Task inputs: Begin
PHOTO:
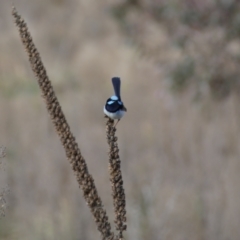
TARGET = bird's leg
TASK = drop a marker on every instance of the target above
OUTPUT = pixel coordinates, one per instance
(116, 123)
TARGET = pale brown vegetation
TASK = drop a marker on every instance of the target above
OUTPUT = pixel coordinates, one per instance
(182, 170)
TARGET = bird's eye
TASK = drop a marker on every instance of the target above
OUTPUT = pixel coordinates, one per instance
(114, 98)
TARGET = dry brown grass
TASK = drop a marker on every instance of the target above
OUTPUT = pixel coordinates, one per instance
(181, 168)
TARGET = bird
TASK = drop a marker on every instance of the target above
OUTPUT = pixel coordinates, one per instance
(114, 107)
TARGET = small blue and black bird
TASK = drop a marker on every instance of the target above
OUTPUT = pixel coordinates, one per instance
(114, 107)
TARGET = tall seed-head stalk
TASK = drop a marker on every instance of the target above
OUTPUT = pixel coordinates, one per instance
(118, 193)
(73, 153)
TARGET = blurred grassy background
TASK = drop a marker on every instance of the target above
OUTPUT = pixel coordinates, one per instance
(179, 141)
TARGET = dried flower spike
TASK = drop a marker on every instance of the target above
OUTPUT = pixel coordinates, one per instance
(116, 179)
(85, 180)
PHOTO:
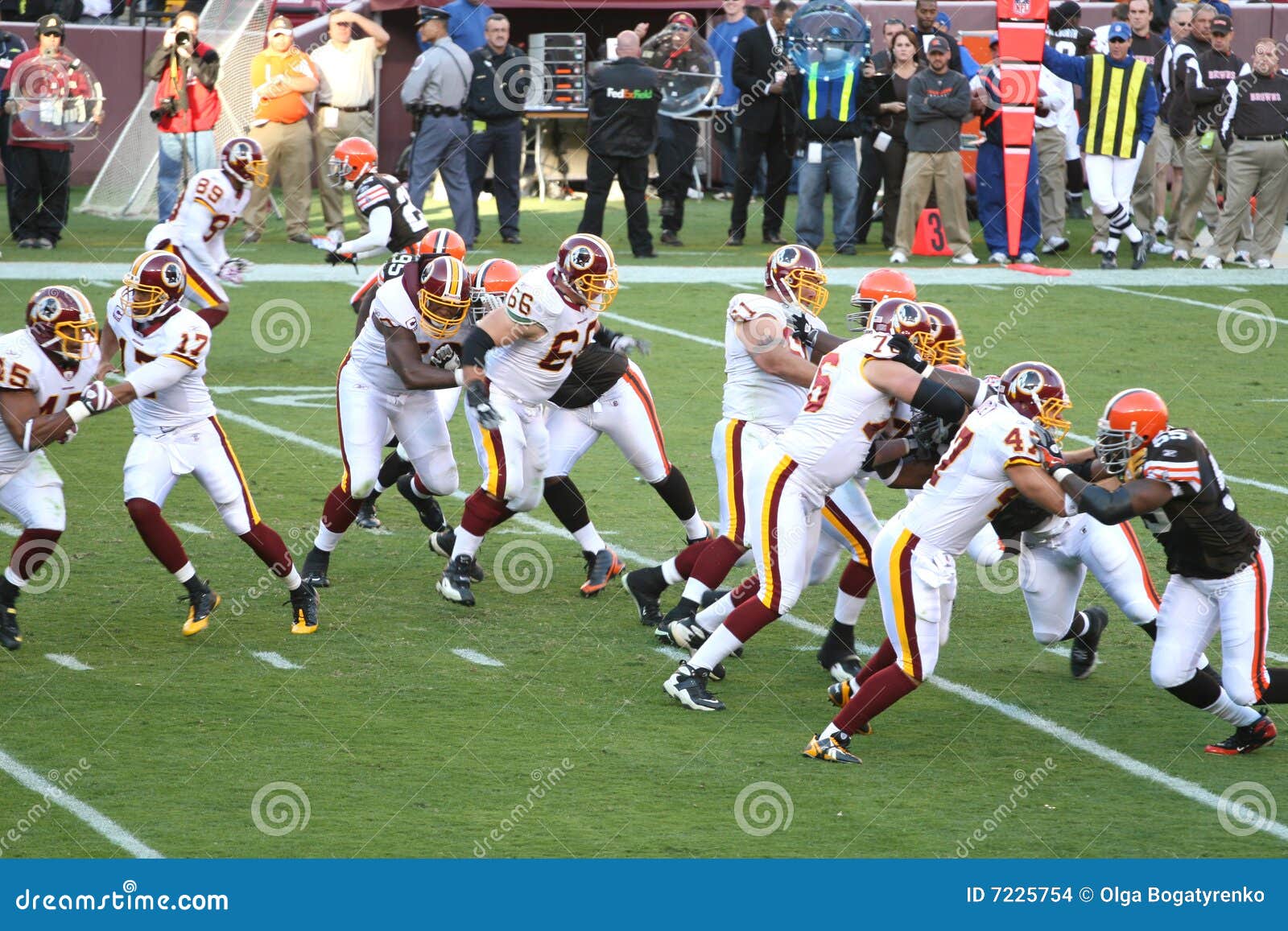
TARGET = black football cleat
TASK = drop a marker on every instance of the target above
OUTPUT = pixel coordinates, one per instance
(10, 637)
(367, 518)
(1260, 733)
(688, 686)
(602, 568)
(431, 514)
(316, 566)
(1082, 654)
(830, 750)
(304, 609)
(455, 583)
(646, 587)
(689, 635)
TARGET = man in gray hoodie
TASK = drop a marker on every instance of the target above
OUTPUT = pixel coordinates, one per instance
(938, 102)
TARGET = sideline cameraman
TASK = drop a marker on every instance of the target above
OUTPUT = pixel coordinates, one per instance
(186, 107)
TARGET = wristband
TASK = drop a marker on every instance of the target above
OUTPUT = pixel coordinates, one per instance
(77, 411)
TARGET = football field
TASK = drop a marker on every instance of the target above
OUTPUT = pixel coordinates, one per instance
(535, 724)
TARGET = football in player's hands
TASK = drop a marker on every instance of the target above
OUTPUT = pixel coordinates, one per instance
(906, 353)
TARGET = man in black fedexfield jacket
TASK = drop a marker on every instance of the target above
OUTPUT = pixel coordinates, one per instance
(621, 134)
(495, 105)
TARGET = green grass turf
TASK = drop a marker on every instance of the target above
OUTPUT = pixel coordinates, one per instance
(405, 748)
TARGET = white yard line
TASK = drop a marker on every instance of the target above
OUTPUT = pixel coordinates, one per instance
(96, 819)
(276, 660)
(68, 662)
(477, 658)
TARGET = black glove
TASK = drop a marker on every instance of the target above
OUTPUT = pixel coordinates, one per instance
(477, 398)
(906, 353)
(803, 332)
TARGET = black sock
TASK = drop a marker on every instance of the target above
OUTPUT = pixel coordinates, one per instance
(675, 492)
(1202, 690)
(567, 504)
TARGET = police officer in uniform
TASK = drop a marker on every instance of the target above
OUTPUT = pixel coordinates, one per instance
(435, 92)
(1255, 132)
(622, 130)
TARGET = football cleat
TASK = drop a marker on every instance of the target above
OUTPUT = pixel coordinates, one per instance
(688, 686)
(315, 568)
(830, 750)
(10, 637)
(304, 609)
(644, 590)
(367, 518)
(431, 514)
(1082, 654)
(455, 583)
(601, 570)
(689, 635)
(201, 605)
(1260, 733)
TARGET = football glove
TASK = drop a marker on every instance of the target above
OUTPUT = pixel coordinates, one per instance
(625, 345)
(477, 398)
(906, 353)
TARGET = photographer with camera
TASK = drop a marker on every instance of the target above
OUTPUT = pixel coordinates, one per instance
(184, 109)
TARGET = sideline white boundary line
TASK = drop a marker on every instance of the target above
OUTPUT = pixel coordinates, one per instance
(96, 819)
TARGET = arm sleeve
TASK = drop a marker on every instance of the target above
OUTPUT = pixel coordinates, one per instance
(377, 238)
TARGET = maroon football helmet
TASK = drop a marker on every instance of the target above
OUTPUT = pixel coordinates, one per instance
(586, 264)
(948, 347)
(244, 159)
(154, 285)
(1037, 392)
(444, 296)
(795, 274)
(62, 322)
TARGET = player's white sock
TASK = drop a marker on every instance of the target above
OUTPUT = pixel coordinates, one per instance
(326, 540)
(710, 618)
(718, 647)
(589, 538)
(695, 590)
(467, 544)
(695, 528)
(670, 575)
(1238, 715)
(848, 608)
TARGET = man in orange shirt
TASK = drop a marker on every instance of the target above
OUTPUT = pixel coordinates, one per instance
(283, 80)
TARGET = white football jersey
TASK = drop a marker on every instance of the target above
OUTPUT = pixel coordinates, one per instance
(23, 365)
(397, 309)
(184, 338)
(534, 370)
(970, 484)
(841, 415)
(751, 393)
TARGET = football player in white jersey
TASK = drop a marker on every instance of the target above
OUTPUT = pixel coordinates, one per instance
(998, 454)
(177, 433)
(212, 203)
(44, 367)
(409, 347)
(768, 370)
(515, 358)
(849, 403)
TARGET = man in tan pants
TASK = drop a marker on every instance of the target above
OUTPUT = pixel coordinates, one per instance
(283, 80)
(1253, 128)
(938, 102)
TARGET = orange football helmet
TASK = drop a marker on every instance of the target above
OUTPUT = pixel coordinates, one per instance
Task inputs: End
What you are asked to do: Output each entry exactly. Skip the pictures.

Result of this task:
PHOTO:
TARGET = bird's leg
TASK = drop a marker on every instance of the target above
OUTPUT = pixel coordinates, one per instance
(116, 123)
TARGET = pale brown vegetation
TASK = drop a marker on every instance of the target above
OUTPUT = pixel coordinates, one per instance
(182, 170)
TARGET = bird's eye
TASK = drop a marker on every instance of the target above
OUTPUT = pixel coordinates, one per instance
(114, 98)
TARGET = dry brown grass
TASK = drop a marker on every instance of the target above
OUTPUT = pixel coordinates, one per instance
(181, 168)
TARGET = bird
TASK = drop a marker on every instance of the target above
OUTPUT = pixel coordinates, one per instance
(114, 107)
TARGET = small blue and black bird
TASK = drop a marker on every instance of the target above
OUTPUT = pixel coordinates, one per instance
(114, 107)
TARGET = tall seed-head stalk
TASK = drop a marker on every instance of the target above
OUTPUT = pixel coordinates, one per instance
(118, 193)
(73, 153)
TARGET = blurred grassy background
TASK = drop a marker on every instance of the target above
OUTPUT = pixel coordinates, one per instance
(179, 141)
TARGET = dried flower spike
TASK = drop a marker on every instance of the target above
OUTPUT = pixel coordinates, one per instance
(116, 179)
(85, 180)
PHOTO:
TARGET = black football cleat
TASK = drop a marker on every instance of the target above
OUTPUT = pixel coordinates, one per instance
(10, 637)
(367, 518)
(1260, 733)
(688, 686)
(602, 568)
(431, 514)
(316, 566)
(1082, 654)
(830, 750)
(304, 609)
(455, 583)
(646, 587)
(689, 635)
TARGET = man in gray hoodie
TASK = drop a marker on every instance of the target above
OUTPUT = pixel coordinates, one per instance
(938, 102)
TARGET = sideline cameraman
TASK = drop a marker on every instance of the target above
OUTPUT = pixel coordinates, one per instance
(186, 107)
TARGET = wristband
TASK = drop a marker on every instance of the target above
OUTPUT = pixel coordinates, one per instance
(77, 411)
TARGET = football field
TASK = drop a marker on every instance of the target above
OUTPUT = pixel coordinates, one per instance
(535, 724)
TARGET = football in player's hands
TASK = drop a marker on every instance of the target above
OUTPUT = pixel coordinates, one per instance
(906, 353)
TARGET = man in black fedexfield jacket
TASK = drop a marker on every instance of the target above
OUTPUT = pixel coordinates, one per instance
(621, 134)
(495, 105)
TARGET = green grass turf
TASK = drop a marker on every instance of the target above
OUTPUT = pixel coordinates, one per instance
(405, 748)
TARGET = white yard line
TASK = drop a marker on every instance of the target above
OUTPUT = pixel coordinates, one per instance
(96, 819)
(276, 660)
(68, 662)
(477, 658)
TARGET = black glove
TASK = drop a marker on every instance of the target above
OUTPUT = pixel coordinates, one per instance
(477, 398)
(906, 353)
(803, 332)
TARGET = black sock
TASK = drop a marker on every instance of the target above
OUTPUT = pixel coordinates, one per instance
(675, 492)
(1202, 690)
(567, 504)
TARGET = police officer in uniform
TASK = drop a marker on every instance of the target above
OUTPUT = pixel coordinates, one per instance
(435, 92)
(1255, 132)
(622, 130)
TARGET = football cleat
TASK = drop a marker on every instance of the target above
OUTPUT = pixel coordinates, one per instance
(688, 686)
(315, 568)
(830, 750)
(10, 637)
(304, 609)
(644, 590)
(367, 518)
(431, 514)
(1082, 654)
(455, 583)
(601, 570)
(689, 635)
(201, 605)
(1260, 733)
TARGET = football glove
TASK = drop a marker on every instance of the target above
OUTPUT = pixel coordinates, one per instance
(625, 345)
(477, 398)
(906, 353)
TARGET = photographer with camera
TASK = drop a marker on every instance of the target above
OUTPUT = pixel coordinates, one per instance
(184, 109)
TARGET = sideline white boundary line
TASK = drop a marker on every instance of the target above
OUTPUT = pixel coordinates, one per instance
(96, 819)
TARGET = arm sleeve
TASK = drop a marker on every instance of the target above
OUTPUT = pixel coordinates, one per instance
(377, 238)
TARGET = maroon football helmet
TASK = drop a marker on every instance of the target above
OUTPUT = pixel coordinates, one per instance
(586, 264)
(948, 347)
(244, 159)
(154, 285)
(1037, 392)
(444, 296)
(795, 274)
(62, 322)
TARGET = player's white sock
TASK = drop a marker on every instance of the target above
OUTPUT = pixel coordinates, one per instance
(326, 540)
(710, 618)
(718, 647)
(589, 538)
(695, 590)
(467, 544)
(695, 528)
(670, 575)
(1238, 715)
(848, 608)
TARGET = man in orange shirt
TASK = drop a marker on every instance of the target above
OUTPUT = pixel coordinates, one per instance
(283, 80)
TARGET = white football jersey
TASK = drop a marker on every instance of the target above
OUTPUT = pixel coordinates, one per instance
(23, 365)
(397, 309)
(184, 338)
(534, 370)
(970, 484)
(841, 415)
(751, 393)
TARGET = football player in white jersey
TASK = drop a marker on every instance of the target above
OUTPUT = pixel coordinates, one per instance
(998, 454)
(177, 433)
(212, 203)
(44, 367)
(409, 347)
(768, 370)
(515, 358)
(849, 403)
TARGET = man in tan pants
TASK = drop a marker on every instance of the target above
OUTPUT = pixel coordinates, one per instance
(283, 80)
(1253, 128)
(938, 102)
TARGET = orange football helmet
TASK = drop a marker on every instance of the target above
OUTPUT = pixel coordinates, one per instance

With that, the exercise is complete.